Available data below:

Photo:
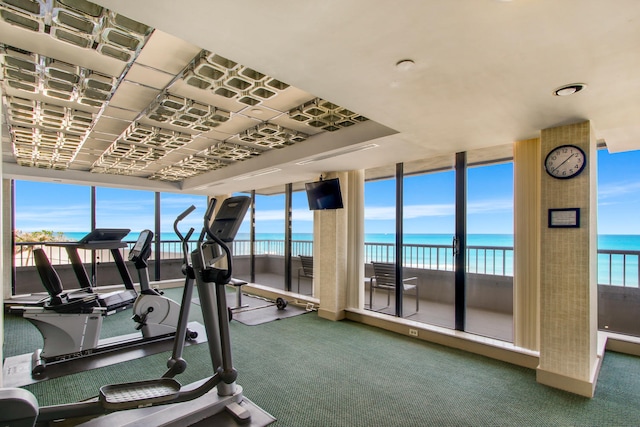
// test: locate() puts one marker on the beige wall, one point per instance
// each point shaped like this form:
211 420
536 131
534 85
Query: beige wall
568 259
526 279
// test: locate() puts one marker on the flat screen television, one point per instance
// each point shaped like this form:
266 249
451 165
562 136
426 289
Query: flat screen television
324 194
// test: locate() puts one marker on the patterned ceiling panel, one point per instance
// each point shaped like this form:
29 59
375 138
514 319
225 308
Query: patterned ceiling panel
52 104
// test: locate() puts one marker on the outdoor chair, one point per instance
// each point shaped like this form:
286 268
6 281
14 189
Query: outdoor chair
384 277
306 270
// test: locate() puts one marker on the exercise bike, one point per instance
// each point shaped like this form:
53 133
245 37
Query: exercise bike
71 327
155 314
164 401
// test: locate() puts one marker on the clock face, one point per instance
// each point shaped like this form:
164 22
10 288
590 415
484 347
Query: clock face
565 161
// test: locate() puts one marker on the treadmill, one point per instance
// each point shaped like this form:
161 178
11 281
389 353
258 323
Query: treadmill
102 238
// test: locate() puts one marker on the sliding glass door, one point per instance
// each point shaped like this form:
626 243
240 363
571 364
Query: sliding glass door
429 227
489 253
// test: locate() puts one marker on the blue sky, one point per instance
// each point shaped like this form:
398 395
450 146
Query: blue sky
429 204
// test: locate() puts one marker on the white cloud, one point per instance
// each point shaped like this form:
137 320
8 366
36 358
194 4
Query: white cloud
619 189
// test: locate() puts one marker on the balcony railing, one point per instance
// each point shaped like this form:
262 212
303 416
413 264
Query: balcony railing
615 267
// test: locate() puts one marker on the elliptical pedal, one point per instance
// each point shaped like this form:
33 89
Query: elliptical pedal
139 394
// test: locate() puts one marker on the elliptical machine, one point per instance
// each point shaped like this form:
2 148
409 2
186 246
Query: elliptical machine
165 401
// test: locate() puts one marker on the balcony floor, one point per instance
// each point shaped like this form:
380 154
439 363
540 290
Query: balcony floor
481 322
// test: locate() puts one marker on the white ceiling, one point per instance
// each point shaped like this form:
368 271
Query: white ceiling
483 77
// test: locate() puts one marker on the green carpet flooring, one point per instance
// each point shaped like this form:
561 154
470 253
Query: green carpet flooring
307 371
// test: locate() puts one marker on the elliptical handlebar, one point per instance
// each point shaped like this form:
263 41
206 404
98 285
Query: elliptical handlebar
184 239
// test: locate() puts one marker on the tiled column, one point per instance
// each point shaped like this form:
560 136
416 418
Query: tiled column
330 256
568 263
526 280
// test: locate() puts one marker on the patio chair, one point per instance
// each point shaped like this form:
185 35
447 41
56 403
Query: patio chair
306 270
384 277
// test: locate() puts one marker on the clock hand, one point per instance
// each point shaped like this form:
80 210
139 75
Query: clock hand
565 161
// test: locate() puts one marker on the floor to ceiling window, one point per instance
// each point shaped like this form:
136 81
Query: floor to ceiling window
429 227
618 242
489 278
457 242
380 236
269 245
301 243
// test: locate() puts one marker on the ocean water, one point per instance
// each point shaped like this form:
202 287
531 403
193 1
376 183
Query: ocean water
614 269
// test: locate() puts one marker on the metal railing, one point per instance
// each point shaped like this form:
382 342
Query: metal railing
615 267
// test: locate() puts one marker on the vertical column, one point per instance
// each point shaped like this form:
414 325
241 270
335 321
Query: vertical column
4 266
526 280
355 239
568 263
330 255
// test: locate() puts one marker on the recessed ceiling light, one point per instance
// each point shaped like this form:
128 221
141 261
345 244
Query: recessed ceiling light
570 89
405 64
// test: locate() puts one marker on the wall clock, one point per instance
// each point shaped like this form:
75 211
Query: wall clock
565 161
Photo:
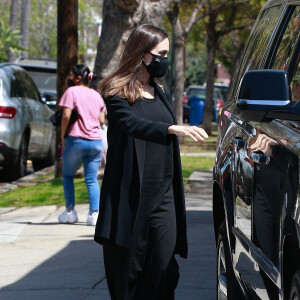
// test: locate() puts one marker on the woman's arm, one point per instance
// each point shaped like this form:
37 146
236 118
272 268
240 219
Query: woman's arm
196 133
65 119
102 118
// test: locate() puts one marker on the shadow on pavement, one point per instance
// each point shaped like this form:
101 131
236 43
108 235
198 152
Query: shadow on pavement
77 271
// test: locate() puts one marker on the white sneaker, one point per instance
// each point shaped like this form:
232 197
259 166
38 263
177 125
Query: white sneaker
92 218
68 217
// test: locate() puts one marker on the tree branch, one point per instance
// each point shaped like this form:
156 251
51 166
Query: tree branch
193 19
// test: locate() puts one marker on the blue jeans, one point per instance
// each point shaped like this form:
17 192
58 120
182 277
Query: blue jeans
90 153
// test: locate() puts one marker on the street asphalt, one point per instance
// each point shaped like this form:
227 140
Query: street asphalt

End of Available data.

Repeat the preceding records precisely, and leave every picture out of the copy.

▶ _Response box_
Photo:
// test: locate() puts one marker on the beige wall, one point per instance
// each point shaped like this form:
211 420
536 131
534 85
Query: beige wall
568 259
526 279
// test: locate() puts one marker on the flat screen television, one point per instance
// each point shaped like this form:
266 249
451 165
562 136
426 289
Query: flat screen television
324 194
// test: locate() puts one marker on the patterned ceiling panel, one point per instance
// each point shaped like this form:
29 59
375 138
514 319
225 308
Query: patterned ceiling panel
52 104
// test: locate() puts one marker on the outdoor chair, one point per instance
// each point shaped like this form:
286 268
6 281
14 189
Query: outdoor chair
384 277
306 270
// test: locate() puts one marker on the exercise bike, one point per instance
// each point shaped like this form:
53 133
245 37
Query: exercise bike
71 327
155 314
164 401
// test: locate() puts one marker on the clock face, one point per instance
// each point shaped like this form:
164 22
10 288
590 415
484 347
Query: clock face
565 161
// test: locate() puts one marker on the treadmill, one point per instance
// each point shaped like this form:
161 178
11 281
389 353
258 323
Query: treadmill
102 238
// test: locate() puts one marker on the sliding glass door, one point per instance
// each point shaped like this form:
626 243
240 363
571 364
Query: sliding glass door
429 227
489 253
// test: locate() puts one marker on the blue sky, one point per instance
// each point shaped like this form:
398 395
450 146
Query: blue sky
429 204
// test: locate() puts one marker on the white cloud, one point per instance
// each point shaped like this form:
137 320
8 366
36 358
194 4
Query: white cloud
619 189
// test: locate() puts one marker on the balcony railing, one point per instance
// each point shaped like this form:
262 212
303 416
413 264
Query: balcony railing
615 267
// test: locate() puts one marker on the elliptical pedal, one point per instance
// each point shaped like this form:
33 89
Query: elliptical pedal
139 394
// test: locate() puts one marker on the elliptical machine, one point per instance
// each point shaped like this form:
2 148
409 2
186 246
Query: elliptical machine
165 401
// test: locate() puts one marker on the balcony floor, one point per instance
// each point shaped like this form:
380 154
439 363
540 290
Query: balcony floor
481 322
// test: locate() puts one marker on the white ceiling, one point per instance
// each point shaped like this form:
368 271
Query: white ceiling
483 77
// test: locate() puts one marker on the green carpet flooring, one point per instance
// each point shaped like this form:
561 154
470 253
Query: green carpet flooring
307 371
// test: locate() puts one marker on the elliptical handlebar, one point per instance
// each point shaped like this form:
263 41
206 404
98 285
Query: elliptical handlebar
184 239
// test: locate() puts one marker on the tiled column, one point per instance
// each point shaped like this form:
560 136
416 418
Query: tiled column
330 256
568 263
526 280
// test: locate() puts one marker on the patio chair, one point per instance
// each point shaped like this form:
185 35
447 41
56 403
Query: patio chair
306 270
384 277
// test: locate() puts one marker on the clock hand, one point per instance
// each point shaped like this form:
80 210
139 75
Query: clock hand
565 161
// test: locate() puts one marker on the floor to ceiling window, one point per instance
// each point shaped like this form:
136 81
Query: floor to ceiling window
429 227
618 242
489 278
457 242
380 236
269 245
301 243
// test: locate() puts one marker on the ocean water, one point per instance
// each point shaped like this form:
202 287
531 403
193 1
376 183
Query: ocean water
614 269
// test: locate() puts one marker on the metal railing, one point per instance
// each point shaped like this form:
382 342
Query: metal railing
615 267
// test: locate() puts one marker on the vertical column, one point per instance
// each point shaped like this form:
414 325
241 270
335 321
Query: vertical column
4 266
526 280
355 239
568 263
330 255
// test: locate() puts one marker on the recessed ceiling light, one point per instance
// each point shaped like this form:
128 221
141 261
345 244
Query: recessed ceiling light
570 89
405 64
// test: locate() puts one marker on the wall clock, one point per instance
// each point shaped like this form:
75 211
Query: wall clock
565 161
Photo:
// test: locate() puts one marker on the woman's arm, one point per instance
// each point shaped like this form:
37 146
236 118
272 268
240 219
Query: woman's arm
196 133
65 119
102 118
// test: locate() puts one marker on the shadow on pavement, one point per instance
// each point shaped like this form:
101 131
236 43
108 235
198 152
Query: shadow on pavement
77 271
// test: locate() puts one marker on the white sneaker, one point per instance
// each point shaped like this form:
232 197
259 166
38 263
177 125
Query: white sneaker
92 218
68 217
// test: locate() puts one marker on the tree branch, one point per instance
// each point shaped like this form:
156 251
51 166
Query: tree branch
193 19
// test: locate() puts one marker on the blue jeans, one point per instance
// each point shaped like this form:
17 192
58 120
182 277
Query: blue jeans
90 153
// test: locate() puts one marker on the street asphalt, one point per instance
// each point shaped like this form:
227 140
Query: street asphalt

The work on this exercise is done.